* WHAT YOU HAVE TO DO
Switch every "Quickstart" in the records below to "Getting started" and write the records out again with nothing else changed. Leave the pictures out.

[Dataset rows showing where objects appear]
◇ ◇ ◇ ◇

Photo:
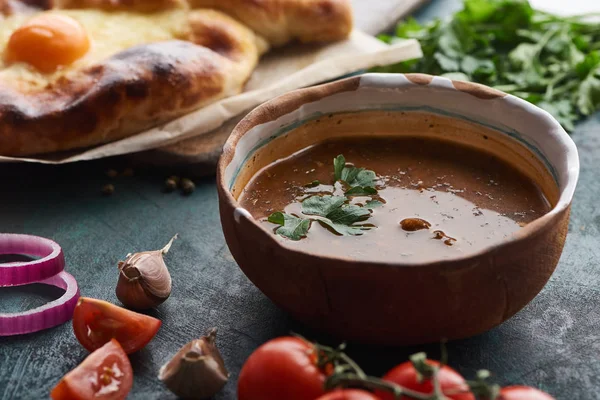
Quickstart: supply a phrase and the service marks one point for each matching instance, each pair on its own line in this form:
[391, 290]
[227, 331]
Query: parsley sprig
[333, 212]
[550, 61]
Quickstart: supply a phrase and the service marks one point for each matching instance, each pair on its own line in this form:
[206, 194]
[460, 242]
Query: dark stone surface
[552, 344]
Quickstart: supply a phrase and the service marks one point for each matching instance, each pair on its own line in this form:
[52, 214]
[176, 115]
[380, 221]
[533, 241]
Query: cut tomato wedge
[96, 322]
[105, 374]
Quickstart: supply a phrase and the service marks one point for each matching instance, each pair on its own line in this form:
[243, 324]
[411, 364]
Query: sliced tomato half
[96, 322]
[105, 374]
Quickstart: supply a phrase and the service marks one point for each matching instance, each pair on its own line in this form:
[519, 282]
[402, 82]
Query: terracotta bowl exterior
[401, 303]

◇ ◇ ◇ ◇

* CORRECT ANSWER
Photo:
Getting started: supply a phrase and the service marks one point for each matching instance, each pair on its own line in this form:
[391, 290]
[227, 331]
Query: parsley sprig
[333, 212]
[550, 61]
Getting started: supply a phrase and the service marks one point for each matching instance, each pair on its own line in this form:
[206, 194]
[460, 242]
Query: dark stone surface
[552, 344]
Getting started: supply a phrase and the service marks one point for each matching instance, each pair on its own line in this form:
[52, 214]
[176, 115]
[380, 221]
[533, 241]
Query: cut tomato wedge
[96, 322]
[105, 374]
Getting started: supply a phrase and the service marks one point for each matching instance, each pair on its own line in this form:
[243, 324]
[411, 364]
Query: sliced tomato half
[96, 322]
[105, 374]
Getting started: supply a phrase and the service marks one point for each matching instance, each pair on its own line in this form:
[519, 282]
[402, 82]
Query: terracotta bowl exterior
[401, 303]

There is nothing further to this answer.